===== Excerpted data
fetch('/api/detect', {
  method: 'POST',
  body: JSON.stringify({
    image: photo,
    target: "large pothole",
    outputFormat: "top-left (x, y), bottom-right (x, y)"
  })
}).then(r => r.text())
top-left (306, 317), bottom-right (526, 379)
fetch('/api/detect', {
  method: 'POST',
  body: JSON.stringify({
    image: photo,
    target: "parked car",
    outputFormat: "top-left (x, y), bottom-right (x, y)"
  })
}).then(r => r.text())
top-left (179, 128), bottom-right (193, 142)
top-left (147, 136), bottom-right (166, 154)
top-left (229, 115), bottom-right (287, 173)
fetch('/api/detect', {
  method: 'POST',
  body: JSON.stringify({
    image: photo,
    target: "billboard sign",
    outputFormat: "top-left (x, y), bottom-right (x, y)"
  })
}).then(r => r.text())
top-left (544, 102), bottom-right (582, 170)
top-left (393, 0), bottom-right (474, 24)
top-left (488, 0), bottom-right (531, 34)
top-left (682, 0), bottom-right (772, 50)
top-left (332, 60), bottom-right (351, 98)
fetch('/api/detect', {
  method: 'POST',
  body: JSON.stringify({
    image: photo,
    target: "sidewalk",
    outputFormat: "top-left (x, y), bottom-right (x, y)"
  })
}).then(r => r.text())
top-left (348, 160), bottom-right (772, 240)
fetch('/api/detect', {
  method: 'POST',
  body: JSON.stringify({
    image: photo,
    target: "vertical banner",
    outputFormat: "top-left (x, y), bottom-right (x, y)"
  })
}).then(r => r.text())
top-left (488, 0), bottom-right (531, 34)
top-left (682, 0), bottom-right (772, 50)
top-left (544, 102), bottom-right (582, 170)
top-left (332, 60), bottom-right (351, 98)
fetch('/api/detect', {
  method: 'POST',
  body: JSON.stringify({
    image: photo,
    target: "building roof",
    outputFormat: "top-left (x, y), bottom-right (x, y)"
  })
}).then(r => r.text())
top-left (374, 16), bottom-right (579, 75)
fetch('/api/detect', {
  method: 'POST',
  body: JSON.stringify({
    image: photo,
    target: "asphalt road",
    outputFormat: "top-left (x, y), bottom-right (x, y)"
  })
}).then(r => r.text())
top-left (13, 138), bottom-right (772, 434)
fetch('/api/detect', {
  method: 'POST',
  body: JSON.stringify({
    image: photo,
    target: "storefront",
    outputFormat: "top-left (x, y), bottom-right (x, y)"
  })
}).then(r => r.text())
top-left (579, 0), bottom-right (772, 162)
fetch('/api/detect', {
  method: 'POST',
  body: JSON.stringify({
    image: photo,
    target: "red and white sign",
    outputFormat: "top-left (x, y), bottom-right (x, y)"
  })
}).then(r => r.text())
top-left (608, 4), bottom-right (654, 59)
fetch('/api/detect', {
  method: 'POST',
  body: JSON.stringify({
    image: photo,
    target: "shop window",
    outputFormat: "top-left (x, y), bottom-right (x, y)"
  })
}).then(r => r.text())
==========
• **Instructions for the task**
Repeat every one of the lines above word for word, with nothing changed.

• **Solution to this problem**
fetch('/api/detect', {
  method: 'POST',
  body: JSON.stringify({
    image: photo,
    target: "large pothole",
    outputFormat: "top-left (x, y), bottom-right (x, y)"
  })
}).then(r => r.text())
top-left (306, 317), bottom-right (526, 379)
fetch('/api/detect', {
  method: 'POST',
  body: JSON.stringify({
    image: photo,
    target: "parked car",
    outputFormat: "top-left (x, y), bottom-right (x, y)"
  })
}).then(r => r.text())
top-left (179, 128), bottom-right (193, 142)
top-left (147, 136), bottom-right (166, 154)
top-left (229, 115), bottom-right (287, 173)
fetch('/api/detect', {
  method: 'POST',
  body: JSON.stringify({
    image: photo,
    target: "billboard sign",
    outputFormat: "top-left (x, y), bottom-right (x, y)"
  })
}).then(r => r.text())
top-left (544, 102), bottom-right (582, 170)
top-left (393, 0), bottom-right (474, 24)
top-left (488, 0), bottom-right (531, 34)
top-left (682, 0), bottom-right (772, 50)
top-left (332, 60), bottom-right (351, 98)
fetch('/api/detect', {
  method: 'POST',
  body: JSON.stringify({
    image: photo,
    target: "sidewalk",
    outputFormat: "top-left (x, y), bottom-right (x, y)"
  })
}).then(r => r.text())
top-left (348, 160), bottom-right (772, 240)
fetch('/api/detect', {
  method: 'POST',
  body: JSON.stringify({
    image: photo,
    target: "vertical banner",
    outputFormat: "top-left (x, y), bottom-right (x, y)"
  })
}).then(r => r.text())
top-left (488, 0), bottom-right (531, 34)
top-left (682, 0), bottom-right (772, 50)
top-left (544, 102), bottom-right (582, 170)
top-left (332, 60), bottom-right (351, 98)
fetch('/api/detect', {
  method: 'POST',
  body: JSON.stringify({
    image: photo,
    target: "building roof",
    outputFormat: "top-left (x, y), bottom-right (x, y)"
  })
}).then(r => r.text())
top-left (374, 16), bottom-right (579, 75)
fetch('/api/detect', {
  method: 'POST',
  body: JSON.stringify({
    image: photo,
    target: "asphalt road",
    outputFormat: "top-left (x, y), bottom-right (x, y)"
  })
}).then(r => r.text())
top-left (13, 138), bottom-right (772, 434)
fetch('/api/detect', {
  method: 'POST',
  body: JSON.stringify({
    image: photo,
    target: "storefront",
    outputFormat: "top-left (x, y), bottom-right (x, y)"
  })
}).then(r => r.text())
top-left (579, 0), bottom-right (772, 162)
fetch('/api/detect', {
  method: 'POST',
  body: JSON.stringify({
    image: photo,
    target: "red and white sign",
    outputFormat: "top-left (x, y), bottom-right (x, y)"
  })
}).then(r => r.text())
top-left (608, 4), bottom-right (654, 59)
fetch('/api/detect', {
  method: 'POST',
  body: JSON.stringify({
    image: photo,
    target: "shop window",
    outputFormat: "top-left (x, y), bottom-right (x, y)"
  })
}).then(r => r.text())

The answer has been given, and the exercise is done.